PAGE EXTRACT:
[Date Prev][Date Next] [Chronological] [Thread] [Top]

Re: performance issue behind a a load balancer 2.3.32



On Tue, Jul 21, 2009 at 01:54:25PM -0700, Quanah Gibson-Mount wrote:
> --On Tuesday, July 21, 2009 4:51 PM -0400 "Clowser, Jeff" <jeff_clowser@fanniemae.com> wrote:
> > Do you have any facts/numbers to back this up?  I've never seen F5's
> > slow things down noticably.
>
> We've had F5's be the root of the problem with several clients who load  
> balanced their LDAP servers, and pointed postfix at the F5 for delivery.  
> They added just a few milliseconds of time to each LDAP query, but that 
> was enough to completely back up their mail delivery system.  Removing 
> the F5 from the picture allowed mail to flow smoothly, no more problems.

I can't speak for any other clients that Quanah may be referencing, but we
experienced this with our Zimbra deployment. However, I emphatically
disagree with his stance against running LDAP services behind a hardware
load balancer.

We have F5 BigIPs in front of nearly every service we provide, for the
reasons cited by others. In the past, we've had load balancers from Cisco
(CSS), and Alteon (ACEdirector, IIRC, and now owned by Nortel) and our
BigIPs have been the most transparent and have worked the best.

That said, we did encounter throughput problems with Zimbra's Postfix MTAs
due to BigIP configuration. When incoming mail volume started to ramp up for
the day, Postfix's queue size would slowly build. We ruled out (host) CPU
consumption, disk I/O load, syslogging bottlenecks, and a host of other
usual and unusual suspects on the hosts themselves.

I'm not sure if Quanah heard the final resolution, which was to change the
LDAP VIP type from Standard to "Performance (Layer 4)." This solved the
problem immediately. I didn't see the final response from F5, but my
impression was that Performance (Layer 4) bypasses a lot of the hooks that
let you manipulate packets and connections. Interestingly, CPU consumption
on our BigIPs was low and therefore didn't prompt us to troubleshoot from
that angle. This was the first we've seen this behavior; our non-Zimbra
OpenLDAP nodes have a higher operation rate (~12k operations/sec aggregate)
and had been servicing a similar mail infrastructure before we started
moving to Zimbra's software.

TASK SET:
**1.** Print the stretch of the load balancer post from "I'm not sure" through "(~12k operations/sec aggregate)".
**2.** In the load balancer post, what change to the LDAP VIP type solved the Postfix throughput problem?
**3.** Pick up the load balancer post where it stops and keep writing.

PROVIDED RECORDS:
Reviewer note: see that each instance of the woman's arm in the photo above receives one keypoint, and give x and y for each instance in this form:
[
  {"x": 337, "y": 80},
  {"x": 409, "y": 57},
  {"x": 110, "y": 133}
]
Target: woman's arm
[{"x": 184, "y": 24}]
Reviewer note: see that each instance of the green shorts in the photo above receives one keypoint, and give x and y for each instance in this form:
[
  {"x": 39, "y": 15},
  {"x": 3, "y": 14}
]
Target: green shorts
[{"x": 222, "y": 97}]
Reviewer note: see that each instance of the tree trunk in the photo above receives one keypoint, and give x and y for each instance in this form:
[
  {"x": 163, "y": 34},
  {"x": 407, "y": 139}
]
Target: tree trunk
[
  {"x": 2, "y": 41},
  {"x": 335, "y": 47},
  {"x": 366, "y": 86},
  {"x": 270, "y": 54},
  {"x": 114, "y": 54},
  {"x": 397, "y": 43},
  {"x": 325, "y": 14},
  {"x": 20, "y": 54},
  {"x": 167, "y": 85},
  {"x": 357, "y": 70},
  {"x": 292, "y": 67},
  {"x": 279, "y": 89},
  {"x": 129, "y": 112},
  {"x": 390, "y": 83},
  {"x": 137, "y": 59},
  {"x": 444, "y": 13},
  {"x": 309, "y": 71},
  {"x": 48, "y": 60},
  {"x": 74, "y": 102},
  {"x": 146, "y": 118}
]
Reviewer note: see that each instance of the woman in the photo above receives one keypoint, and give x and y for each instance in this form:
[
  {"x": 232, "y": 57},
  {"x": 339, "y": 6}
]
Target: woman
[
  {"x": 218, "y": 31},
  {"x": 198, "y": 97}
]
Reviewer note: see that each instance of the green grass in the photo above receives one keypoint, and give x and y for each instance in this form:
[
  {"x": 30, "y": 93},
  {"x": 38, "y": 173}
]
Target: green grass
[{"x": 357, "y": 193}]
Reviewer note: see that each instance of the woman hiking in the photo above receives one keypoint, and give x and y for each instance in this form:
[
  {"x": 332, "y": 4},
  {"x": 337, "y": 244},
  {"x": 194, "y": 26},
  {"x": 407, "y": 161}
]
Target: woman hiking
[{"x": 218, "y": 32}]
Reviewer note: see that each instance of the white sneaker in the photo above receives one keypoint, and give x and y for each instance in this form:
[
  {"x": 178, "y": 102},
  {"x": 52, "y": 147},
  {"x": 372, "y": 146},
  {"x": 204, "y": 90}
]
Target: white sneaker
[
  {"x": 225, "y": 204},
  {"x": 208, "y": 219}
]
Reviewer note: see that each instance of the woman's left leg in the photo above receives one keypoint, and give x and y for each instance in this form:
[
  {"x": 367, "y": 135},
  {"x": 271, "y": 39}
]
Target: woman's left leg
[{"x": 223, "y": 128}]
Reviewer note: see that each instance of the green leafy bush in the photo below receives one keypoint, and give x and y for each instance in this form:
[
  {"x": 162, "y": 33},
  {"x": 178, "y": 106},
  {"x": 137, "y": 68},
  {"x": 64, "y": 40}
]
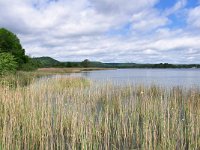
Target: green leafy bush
[{"x": 8, "y": 63}]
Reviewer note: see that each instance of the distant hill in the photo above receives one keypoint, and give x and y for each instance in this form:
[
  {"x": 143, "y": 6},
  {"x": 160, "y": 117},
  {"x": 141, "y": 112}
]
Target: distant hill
[{"x": 46, "y": 62}]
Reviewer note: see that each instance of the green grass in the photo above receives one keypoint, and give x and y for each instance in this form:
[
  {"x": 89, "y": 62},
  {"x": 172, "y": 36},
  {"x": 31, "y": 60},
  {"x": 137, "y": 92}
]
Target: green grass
[{"x": 74, "y": 113}]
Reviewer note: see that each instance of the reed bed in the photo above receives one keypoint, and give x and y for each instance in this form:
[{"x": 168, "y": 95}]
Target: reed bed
[{"x": 73, "y": 113}]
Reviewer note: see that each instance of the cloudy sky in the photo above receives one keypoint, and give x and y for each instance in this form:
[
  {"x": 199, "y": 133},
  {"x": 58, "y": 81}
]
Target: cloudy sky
[{"x": 140, "y": 31}]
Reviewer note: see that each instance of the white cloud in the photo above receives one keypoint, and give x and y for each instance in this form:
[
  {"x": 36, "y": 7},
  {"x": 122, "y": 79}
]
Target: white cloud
[
  {"x": 194, "y": 17},
  {"x": 74, "y": 30}
]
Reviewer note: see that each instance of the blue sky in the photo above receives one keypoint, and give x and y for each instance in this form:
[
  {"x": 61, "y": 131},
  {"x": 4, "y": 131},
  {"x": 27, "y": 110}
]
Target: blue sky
[{"x": 144, "y": 31}]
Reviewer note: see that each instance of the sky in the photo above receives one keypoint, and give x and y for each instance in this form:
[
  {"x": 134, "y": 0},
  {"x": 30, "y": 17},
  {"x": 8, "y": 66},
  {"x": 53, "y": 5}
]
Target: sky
[{"x": 137, "y": 31}]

RESULTS FOR EACH TASK:
**1.**
I'm not sure if Quanah heard the final resolution, which was to change the
LDAP VIP type from Standard to "Performance (Layer 4)." This solved the
problem immediately. I didn't see the final response from F5, but my
impression was that Performance (Layer 4) bypasses a lot of the hooks that
let you manipulate packets and connections. Interestingly, CPU consumption
on our BigIPs was low and therefore didn't prompt us to troubleshoot from
that angle. This was the first we've seen this behavior; our non-Zimbra
OpenLDAP nodes have a higher operation rate (~12k operations/sec aggregate)

**2.** The LDAP VIP type was changed from Standard to "Performance (Layer 4)."

**3.**
On Tue, Jul 21, 2009 at 05:56:48AM -0700, David J. Andruczyk wrote:
> We had tried experimenting with a higher number of threads previously,
> but that didn't seem to have a positive effect.  Can any openLDAP guru's
> suggest some things to set/look for, i.e. (higher number of threads,
> higher defaults for conn_max_pending, conn_max_pending_auth).
> 
> Any ideas on what a theoretical performance limit should be of a machine
> of this caliber? i.e. how many reqs/sec, how far will it scale, etc..

Sounds like you're doing NAT on inbound connections (so connections offered
to your LDAP nodes are sourced from the BigIP), so I'm not sure if this
alternate VIP type would preclude doing that. If you have OneConnect
enabled, you might try disabling that, too. I generally see it used with
HTTP, but perhaps it's usable with other protocols?

AFAICT, increasing conn_max_pending_auth shouldn't be helpful unless your
application(s) are doing a lot of asynchronous operations simultaneously
(i.e., submit many LDAP operations at once and have them pending
simultaneously). If they're primarily submitting an operation and waiting
for a response, lather rinse repeat, I don't see how a connection could
accumulate pending operations.

As far as scalability, I see no reason OpenLDAP shouldn't scale reasonably
to the limits of your hardware (CPU consumption and disk I/O). It bodes well
for your OpenLDAP build, tuning, etc. that it can handle your current
workload when using round-robin DNS. What kind of LDAP ops/sec are these
machines taking?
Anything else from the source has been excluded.